- [Items from a data source]:
== == ==
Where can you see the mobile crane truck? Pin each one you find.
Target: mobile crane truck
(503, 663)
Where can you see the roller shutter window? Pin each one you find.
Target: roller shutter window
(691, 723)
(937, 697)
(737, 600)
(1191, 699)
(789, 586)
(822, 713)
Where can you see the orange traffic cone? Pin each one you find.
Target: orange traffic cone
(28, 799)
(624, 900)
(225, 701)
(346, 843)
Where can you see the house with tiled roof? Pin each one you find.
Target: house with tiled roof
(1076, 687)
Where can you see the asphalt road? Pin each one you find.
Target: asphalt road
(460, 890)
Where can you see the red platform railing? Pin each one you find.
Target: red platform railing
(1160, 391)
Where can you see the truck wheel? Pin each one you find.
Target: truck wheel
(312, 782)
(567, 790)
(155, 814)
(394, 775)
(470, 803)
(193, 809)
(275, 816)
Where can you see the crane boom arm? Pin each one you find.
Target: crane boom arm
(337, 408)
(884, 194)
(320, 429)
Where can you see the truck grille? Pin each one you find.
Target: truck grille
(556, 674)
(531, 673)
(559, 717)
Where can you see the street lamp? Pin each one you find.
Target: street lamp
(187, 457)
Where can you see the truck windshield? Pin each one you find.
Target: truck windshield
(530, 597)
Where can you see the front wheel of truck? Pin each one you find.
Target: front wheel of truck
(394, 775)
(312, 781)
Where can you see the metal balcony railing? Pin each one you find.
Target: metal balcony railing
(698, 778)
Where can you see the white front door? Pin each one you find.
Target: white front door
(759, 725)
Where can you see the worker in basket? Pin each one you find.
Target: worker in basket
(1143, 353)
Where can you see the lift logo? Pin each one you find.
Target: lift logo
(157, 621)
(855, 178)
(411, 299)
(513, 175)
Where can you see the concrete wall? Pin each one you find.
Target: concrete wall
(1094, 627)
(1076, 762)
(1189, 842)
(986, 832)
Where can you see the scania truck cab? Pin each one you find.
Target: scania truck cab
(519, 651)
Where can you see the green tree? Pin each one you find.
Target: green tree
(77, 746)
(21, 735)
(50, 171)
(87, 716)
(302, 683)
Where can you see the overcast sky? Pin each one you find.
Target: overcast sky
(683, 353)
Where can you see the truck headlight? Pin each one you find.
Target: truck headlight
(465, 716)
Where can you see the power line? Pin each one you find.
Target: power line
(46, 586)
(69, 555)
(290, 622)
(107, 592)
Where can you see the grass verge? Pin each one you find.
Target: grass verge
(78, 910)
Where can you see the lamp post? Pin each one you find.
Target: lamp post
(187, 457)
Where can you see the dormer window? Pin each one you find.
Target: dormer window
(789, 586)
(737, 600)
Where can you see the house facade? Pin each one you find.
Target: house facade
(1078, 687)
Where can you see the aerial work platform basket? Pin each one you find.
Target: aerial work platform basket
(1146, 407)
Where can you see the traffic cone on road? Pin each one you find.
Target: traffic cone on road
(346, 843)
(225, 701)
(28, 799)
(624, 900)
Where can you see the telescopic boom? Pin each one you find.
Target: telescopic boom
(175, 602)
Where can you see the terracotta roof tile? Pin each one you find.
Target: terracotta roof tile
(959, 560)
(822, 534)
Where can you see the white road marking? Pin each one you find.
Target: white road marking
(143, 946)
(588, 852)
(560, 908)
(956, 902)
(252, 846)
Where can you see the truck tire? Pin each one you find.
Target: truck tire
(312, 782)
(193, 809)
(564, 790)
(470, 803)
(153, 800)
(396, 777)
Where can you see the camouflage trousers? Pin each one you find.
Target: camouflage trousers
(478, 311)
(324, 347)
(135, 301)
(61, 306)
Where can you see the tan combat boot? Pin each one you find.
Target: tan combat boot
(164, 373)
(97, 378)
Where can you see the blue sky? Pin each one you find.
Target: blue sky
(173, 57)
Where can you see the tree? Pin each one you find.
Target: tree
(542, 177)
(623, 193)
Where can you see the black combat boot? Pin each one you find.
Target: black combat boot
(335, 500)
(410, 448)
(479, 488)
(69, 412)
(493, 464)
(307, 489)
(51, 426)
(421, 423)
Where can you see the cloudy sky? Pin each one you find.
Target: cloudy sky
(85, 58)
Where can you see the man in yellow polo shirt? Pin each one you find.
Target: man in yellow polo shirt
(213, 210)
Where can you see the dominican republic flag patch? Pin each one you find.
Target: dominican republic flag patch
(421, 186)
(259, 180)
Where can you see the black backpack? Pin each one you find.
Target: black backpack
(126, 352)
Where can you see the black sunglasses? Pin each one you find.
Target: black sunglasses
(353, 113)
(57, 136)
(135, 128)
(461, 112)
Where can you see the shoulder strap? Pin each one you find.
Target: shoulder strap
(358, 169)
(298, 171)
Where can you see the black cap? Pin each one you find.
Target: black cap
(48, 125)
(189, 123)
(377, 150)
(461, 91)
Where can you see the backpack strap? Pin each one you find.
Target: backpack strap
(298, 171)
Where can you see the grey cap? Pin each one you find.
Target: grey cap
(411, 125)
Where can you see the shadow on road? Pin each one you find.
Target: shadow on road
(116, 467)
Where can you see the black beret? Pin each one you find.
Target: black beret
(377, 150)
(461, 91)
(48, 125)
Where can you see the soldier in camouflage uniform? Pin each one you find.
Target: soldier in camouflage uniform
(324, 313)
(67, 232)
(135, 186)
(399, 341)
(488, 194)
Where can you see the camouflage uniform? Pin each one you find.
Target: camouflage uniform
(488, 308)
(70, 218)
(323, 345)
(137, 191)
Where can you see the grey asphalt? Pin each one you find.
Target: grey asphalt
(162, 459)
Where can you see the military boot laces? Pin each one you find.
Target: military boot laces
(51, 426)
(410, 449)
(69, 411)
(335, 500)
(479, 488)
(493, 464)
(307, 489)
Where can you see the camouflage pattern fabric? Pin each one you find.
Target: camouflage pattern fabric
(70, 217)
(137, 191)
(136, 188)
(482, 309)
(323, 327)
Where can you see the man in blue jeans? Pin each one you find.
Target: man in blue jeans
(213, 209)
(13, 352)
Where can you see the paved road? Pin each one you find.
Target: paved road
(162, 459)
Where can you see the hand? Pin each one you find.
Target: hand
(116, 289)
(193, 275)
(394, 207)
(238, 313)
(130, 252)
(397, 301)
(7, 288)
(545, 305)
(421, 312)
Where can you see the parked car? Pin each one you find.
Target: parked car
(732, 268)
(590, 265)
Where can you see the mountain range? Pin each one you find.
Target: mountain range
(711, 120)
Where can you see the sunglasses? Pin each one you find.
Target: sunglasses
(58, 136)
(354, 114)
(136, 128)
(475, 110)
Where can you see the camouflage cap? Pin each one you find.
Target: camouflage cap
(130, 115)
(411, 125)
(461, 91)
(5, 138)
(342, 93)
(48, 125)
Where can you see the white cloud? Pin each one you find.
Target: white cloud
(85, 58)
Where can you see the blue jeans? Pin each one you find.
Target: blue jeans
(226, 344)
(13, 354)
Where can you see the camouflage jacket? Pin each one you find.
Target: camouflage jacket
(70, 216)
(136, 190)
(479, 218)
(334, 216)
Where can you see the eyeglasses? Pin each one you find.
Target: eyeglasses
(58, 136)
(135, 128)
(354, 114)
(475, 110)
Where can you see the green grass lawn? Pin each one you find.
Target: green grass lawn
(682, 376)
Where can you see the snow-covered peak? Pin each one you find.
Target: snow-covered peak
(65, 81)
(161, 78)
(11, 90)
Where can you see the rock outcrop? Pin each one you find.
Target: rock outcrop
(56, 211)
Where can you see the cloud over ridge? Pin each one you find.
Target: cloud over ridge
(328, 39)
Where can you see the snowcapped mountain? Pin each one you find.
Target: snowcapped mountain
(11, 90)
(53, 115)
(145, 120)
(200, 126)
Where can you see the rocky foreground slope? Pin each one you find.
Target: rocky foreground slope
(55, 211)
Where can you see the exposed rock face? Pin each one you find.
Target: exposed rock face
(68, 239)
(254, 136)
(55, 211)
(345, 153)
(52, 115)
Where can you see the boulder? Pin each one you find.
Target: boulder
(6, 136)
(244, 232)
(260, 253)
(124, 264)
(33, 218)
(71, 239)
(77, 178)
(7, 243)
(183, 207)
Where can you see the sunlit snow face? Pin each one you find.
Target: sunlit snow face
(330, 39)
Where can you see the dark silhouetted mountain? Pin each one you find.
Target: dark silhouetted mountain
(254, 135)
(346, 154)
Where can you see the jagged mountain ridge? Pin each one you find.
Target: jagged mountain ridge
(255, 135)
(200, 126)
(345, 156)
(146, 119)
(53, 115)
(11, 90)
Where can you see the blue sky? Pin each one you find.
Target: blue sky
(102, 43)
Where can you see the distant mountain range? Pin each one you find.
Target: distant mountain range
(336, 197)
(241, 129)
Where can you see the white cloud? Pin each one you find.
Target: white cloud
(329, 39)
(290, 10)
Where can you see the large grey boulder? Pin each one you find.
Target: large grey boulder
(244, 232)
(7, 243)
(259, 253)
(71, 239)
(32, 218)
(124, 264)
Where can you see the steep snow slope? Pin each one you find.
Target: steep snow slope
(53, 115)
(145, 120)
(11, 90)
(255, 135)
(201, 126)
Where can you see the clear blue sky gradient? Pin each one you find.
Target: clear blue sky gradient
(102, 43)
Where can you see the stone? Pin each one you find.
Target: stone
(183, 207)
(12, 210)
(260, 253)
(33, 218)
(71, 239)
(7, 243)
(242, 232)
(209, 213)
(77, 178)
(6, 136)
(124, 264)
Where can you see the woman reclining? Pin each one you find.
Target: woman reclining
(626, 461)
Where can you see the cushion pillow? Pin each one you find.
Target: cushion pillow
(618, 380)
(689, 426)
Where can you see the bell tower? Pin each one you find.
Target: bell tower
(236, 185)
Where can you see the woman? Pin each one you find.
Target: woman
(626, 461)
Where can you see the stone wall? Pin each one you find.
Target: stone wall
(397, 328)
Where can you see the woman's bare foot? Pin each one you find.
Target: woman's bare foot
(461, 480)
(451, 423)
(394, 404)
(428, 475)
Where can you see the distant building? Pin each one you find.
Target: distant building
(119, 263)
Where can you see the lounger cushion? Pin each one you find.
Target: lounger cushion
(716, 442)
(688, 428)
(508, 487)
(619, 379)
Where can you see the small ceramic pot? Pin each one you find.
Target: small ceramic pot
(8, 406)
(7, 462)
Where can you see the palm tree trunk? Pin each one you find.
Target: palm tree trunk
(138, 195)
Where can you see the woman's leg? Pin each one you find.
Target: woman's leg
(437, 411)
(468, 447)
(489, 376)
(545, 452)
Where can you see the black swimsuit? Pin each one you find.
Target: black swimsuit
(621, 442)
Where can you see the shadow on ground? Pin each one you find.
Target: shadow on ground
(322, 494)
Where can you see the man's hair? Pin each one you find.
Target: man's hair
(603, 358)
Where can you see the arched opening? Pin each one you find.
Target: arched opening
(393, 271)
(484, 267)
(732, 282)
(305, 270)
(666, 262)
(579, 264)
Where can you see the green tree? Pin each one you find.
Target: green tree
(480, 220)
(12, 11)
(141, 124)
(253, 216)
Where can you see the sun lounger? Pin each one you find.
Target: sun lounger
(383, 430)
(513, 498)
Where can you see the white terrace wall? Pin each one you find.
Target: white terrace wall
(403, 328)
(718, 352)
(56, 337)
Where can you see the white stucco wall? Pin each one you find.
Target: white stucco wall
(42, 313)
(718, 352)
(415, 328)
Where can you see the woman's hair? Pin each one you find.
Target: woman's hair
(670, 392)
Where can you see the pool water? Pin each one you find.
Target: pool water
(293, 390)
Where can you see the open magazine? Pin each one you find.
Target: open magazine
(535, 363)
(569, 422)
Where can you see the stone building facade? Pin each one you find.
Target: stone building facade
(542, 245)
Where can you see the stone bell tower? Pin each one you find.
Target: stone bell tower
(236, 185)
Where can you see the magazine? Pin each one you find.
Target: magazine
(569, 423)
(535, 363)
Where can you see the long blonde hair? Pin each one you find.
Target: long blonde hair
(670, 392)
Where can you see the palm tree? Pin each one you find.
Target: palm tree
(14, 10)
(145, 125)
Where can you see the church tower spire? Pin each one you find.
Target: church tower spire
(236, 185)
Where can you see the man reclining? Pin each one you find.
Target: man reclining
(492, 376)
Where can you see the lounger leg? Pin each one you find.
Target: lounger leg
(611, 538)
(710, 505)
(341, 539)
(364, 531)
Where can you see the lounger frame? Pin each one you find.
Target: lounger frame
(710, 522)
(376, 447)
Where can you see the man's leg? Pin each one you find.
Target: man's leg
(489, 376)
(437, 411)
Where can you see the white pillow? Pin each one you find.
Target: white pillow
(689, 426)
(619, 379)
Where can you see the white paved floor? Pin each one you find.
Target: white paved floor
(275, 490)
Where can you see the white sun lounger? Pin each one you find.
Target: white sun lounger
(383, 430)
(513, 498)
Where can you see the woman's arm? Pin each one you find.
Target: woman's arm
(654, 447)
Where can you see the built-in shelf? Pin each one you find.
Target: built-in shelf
== == ==
- [PROBLEM TO SOLVE]: If the word "built" is on a line above, return that line.

- [TASK RESPONSE]:
Where can you see the built-in shelf? Pin each one you find.
Target: built-in shelf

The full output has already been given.